■ Task description: Leaving the images aside, print every record in the material exactly.

■ Listed entries:
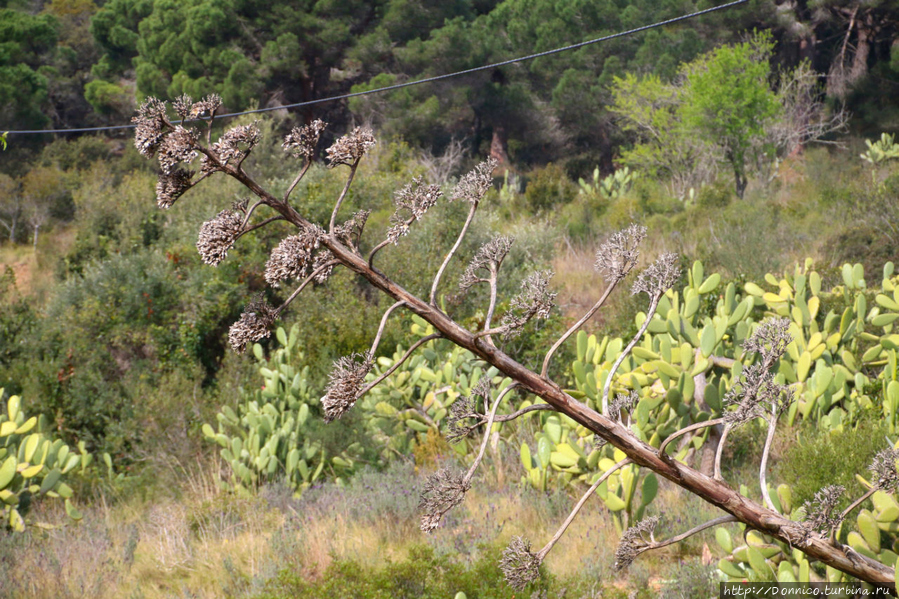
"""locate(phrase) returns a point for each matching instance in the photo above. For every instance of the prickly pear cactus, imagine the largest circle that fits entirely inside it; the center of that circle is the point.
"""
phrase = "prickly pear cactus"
(265, 438)
(416, 398)
(33, 465)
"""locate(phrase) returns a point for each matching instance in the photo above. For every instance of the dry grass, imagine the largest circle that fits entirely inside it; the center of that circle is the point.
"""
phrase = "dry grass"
(210, 543)
(34, 270)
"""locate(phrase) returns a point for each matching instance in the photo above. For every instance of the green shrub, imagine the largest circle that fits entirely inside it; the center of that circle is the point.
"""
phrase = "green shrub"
(549, 187)
(422, 575)
(275, 433)
(820, 458)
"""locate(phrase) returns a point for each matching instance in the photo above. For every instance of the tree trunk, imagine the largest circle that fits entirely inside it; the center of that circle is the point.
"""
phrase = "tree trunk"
(498, 146)
(862, 49)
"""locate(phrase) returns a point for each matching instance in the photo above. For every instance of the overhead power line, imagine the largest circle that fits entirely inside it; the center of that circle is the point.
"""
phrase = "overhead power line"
(421, 81)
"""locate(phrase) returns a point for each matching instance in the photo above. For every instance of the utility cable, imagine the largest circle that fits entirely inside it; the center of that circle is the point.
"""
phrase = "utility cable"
(421, 81)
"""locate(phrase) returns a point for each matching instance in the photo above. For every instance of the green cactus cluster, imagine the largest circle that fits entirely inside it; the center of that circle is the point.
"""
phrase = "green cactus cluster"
(416, 398)
(842, 361)
(881, 151)
(266, 437)
(611, 187)
(873, 534)
(32, 464)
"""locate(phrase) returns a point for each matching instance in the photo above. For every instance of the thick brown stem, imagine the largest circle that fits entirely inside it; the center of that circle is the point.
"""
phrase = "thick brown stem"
(713, 491)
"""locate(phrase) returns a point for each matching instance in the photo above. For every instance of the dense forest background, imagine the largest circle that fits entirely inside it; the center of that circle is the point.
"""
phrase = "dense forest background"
(113, 330)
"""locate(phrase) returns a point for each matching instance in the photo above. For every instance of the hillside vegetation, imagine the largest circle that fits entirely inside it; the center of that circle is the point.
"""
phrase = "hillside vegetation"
(159, 476)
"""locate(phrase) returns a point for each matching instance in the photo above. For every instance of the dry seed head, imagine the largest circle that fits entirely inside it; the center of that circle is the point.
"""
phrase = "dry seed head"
(623, 401)
(292, 257)
(770, 339)
(228, 146)
(151, 124)
(321, 259)
(519, 565)
(443, 491)
(457, 425)
(618, 256)
(344, 384)
(178, 146)
(465, 408)
(534, 300)
(253, 325)
(821, 515)
(350, 232)
(350, 148)
(412, 202)
(218, 235)
(633, 541)
(883, 466)
(301, 141)
(206, 107)
(474, 185)
(659, 277)
(491, 253)
(482, 388)
(756, 396)
(172, 186)
(182, 106)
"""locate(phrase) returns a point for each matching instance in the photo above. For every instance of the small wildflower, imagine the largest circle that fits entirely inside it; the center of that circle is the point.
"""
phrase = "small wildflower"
(658, 277)
(473, 186)
(344, 384)
(218, 235)
(443, 491)
(292, 257)
(151, 123)
(350, 148)
(534, 300)
(412, 202)
(883, 467)
(178, 146)
(253, 325)
(172, 186)
(633, 541)
(618, 256)
(301, 141)
(519, 565)
(820, 516)
(491, 254)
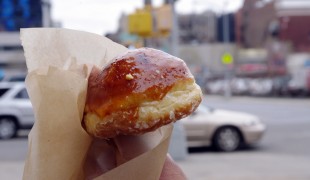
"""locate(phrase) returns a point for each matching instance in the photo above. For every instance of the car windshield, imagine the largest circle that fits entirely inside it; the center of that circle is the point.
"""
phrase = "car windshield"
(3, 91)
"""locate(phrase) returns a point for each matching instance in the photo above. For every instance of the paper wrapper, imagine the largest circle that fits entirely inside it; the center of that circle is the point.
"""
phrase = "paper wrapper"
(59, 62)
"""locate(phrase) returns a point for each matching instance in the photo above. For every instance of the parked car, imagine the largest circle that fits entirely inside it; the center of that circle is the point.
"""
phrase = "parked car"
(225, 130)
(15, 109)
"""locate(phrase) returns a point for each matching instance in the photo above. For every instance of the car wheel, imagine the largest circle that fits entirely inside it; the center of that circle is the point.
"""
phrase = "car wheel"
(227, 139)
(8, 128)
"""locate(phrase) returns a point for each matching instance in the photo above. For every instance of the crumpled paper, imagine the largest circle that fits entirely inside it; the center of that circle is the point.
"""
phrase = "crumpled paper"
(59, 62)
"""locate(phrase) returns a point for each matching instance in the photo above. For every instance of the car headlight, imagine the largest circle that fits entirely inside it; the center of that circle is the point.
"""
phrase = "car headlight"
(250, 123)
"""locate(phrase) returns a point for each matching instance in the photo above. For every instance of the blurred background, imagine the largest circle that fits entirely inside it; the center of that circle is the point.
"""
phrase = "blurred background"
(250, 57)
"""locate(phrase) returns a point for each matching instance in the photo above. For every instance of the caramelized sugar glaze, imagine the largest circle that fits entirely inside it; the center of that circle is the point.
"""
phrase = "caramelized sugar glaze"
(142, 75)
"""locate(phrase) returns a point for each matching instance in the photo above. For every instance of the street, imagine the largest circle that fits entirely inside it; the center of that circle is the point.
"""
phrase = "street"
(283, 152)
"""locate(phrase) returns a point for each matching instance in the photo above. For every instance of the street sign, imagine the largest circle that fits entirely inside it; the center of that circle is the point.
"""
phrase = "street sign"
(227, 59)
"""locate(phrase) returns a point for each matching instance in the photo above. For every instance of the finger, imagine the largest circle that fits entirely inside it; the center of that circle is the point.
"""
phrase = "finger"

■ Reply:
"""locate(phrase) returns a point for each matching instance in the photo above. For every instance of the prickly pear cactus, imagine the largest circle that fits entirely inside it; the center of that circle is the point.
"""
phrase = "prickly pear cactus"
(265, 438)
(416, 398)
(33, 465)
"""locate(phrase) returns a point for each matching instance in the photo above. For every instance of the dry grass, imagine the largest circle that fits entirely inside it; the center of that circle is the point.
"""
phrase = "dry grass"
(210, 543)
(34, 270)
"""locate(phrase) returns a point for each matching instance in the photo above. For every instance of the green shrub, imagine the largest circle that fits entirely inside it; the center of that circle is the point.
"""
phrase = "green shrub"
(549, 187)
(422, 575)
(275, 433)
(820, 458)
"""locate(phrase) returns a point for each matching instance in the photo above. For every instance of the tree trunk, imagine the largest circle that fits entirely inside it; the center of that circle is the point.
"""
phrase = "tree trunk"
(498, 146)
(862, 49)
"""locate(phrase) returns a point for each matching instance in the photo above. For every instance of the overhead power line, imagine the largest circle that fits entirely inside it; the center of that circle is the point.
"""
phrase = "overhead power line"
(421, 81)
"""locate(phrase) returns a point for each matching instance in the photo above. For every instance of the utility cable, imagine the largest circle that fits entirely inside it; the center of that circle is the point.
"""
phrase = "utility cable"
(421, 81)
"""locate(phrase) returns a point for each matching instance in the photo above. For every instance of the green cactus cluster, imagine the largest circle that fits entirely inside it; the center of that circle is the point.
"""
phrase = "green cactus cluster"
(416, 398)
(842, 361)
(881, 151)
(266, 437)
(611, 187)
(873, 534)
(32, 464)
"""locate(phrase) returns a point for each matching instance in the photo above. For every instance of the thick brown stem, imagine the largest circle that fits entirely inside it; the center of that circle is the point.
"""
phrase = "thick brown stem"
(713, 491)
"""locate(phrase) returns a point for each matching instance in the photo above. For every instance of the dense forest background, imagine the largest circle that fits entirely inside it; the center of that circle is the point.
"""
phrase = "dense forest background"
(113, 330)
"""locate(phrase) returns a point for each matching instance in the photo above. For every instance of the hillside vegetation, imagine the largest circle that fits entirely inside it; the center of that circle is the point.
"""
phrase = "hillside vegetation"
(159, 476)
"""locate(phrase) returns a point for each matching instance in the photo above. For every instance of the dry seed head, imagine the largest circle that fits entirely inside it; the center of that circle is the point.
"""
phrase = "dry seed head"
(623, 401)
(292, 257)
(770, 339)
(228, 146)
(151, 124)
(321, 259)
(519, 565)
(443, 491)
(457, 425)
(618, 256)
(344, 384)
(178, 146)
(465, 408)
(534, 300)
(253, 325)
(821, 515)
(350, 232)
(350, 148)
(412, 202)
(218, 235)
(633, 541)
(883, 466)
(301, 141)
(206, 107)
(474, 185)
(659, 277)
(491, 253)
(482, 388)
(756, 396)
(172, 186)
(182, 106)
"""locate(phrase) returns a point for each matching instance in the photo above. For every instance of the small wildflower, imagine the largest circle that fits entirely inside it; the center of that circle is the point.
"""
phrase = "small wildflower"
(658, 277)
(473, 186)
(344, 384)
(218, 235)
(443, 491)
(292, 257)
(151, 123)
(350, 148)
(534, 300)
(412, 202)
(883, 467)
(178, 146)
(253, 325)
(172, 186)
(633, 541)
(618, 256)
(301, 141)
(519, 565)
(820, 516)
(491, 254)
"""locate(phrase) returns a point for each matching instance in the photo above. For every instance of the car windshield, imagine the largest circle that fits entirely inside it; the center of that circle is the point.
"""
phrase = "car windshield"
(3, 91)
"""locate(phrase) returns a point for each matching instance in the photo above. For every instance of the paper wrapper, imagine the largest circle that fits entirely inside it; the center of that circle is the point.
"""
phrase = "paper wrapper"
(59, 62)
"""locate(phrase) returns a point for each matching instance in the photo above. For every instance of the parked car, imagine the largest circle that fits entirely inside it; the center of that circle is the point.
"""
phrase = "parked car"
(225, 130)
(15, 109)
"""locate(phrase) returns a point for each matching instance in the photo above. For every instance of the car wheel, imagine the largest circle that fits entirely inside it; the center of that circle is the point.
"""
phrase = "car wheel"
(227, 139)
(8, 128)
"""locate(phrase) returns a point for each matching instance in the photo above. For every instance of the crumpled paper, imagine the largest circle that fits entirely inside it; the center of that circle is the point.
"""
phrase = "crumpled paper"
(59, 62)
"""locate(phrase) returns a point for each matching instance in the photo above. For every instance of the car headlight, imagine the largest circle that fits entirely inside it; the center of that circle is the point.
"""
phrase = "car headlight"
(250, 123)
"""locate(phrase) returns a point for each matching instance in the photo above. For every instance of the blurred background, imagine the largest circle that fits entirely inside it; the center of that circle is the point.
"""
phrase = "blurred background"
(250, 57)
"""locate(phrase) returns a point for each matching instance in the photo above. For every instance of the caramelized sugar glaze, imagine the largest circle that fits entirely inside it; the center of that circle is the point.
"""
phrase = "caramelized sugar glaze"
(142, 75)
"""locate(phrase) returns a point for each matching instance in the photo above. For every instance of the street, imagine the largest circle that fits entirely inside it; the center of that circle is the point.
"""
phrase = "street"
(283, 152)
"""locate(phrase) returns a point for each matching instance in the photo above. For every instance of the street sign, imagine the largest circle that fits entirely inside it; the center of that circle is the point.
"""
phrase = "street sign"
(227, 59)
"""locate(phrase) returns a point for each matching instance in the photo above. For every instance of the finger, imagine the largest circle that fits entirely inside it; the center of that circle is the point.
"""
phrase = "finger"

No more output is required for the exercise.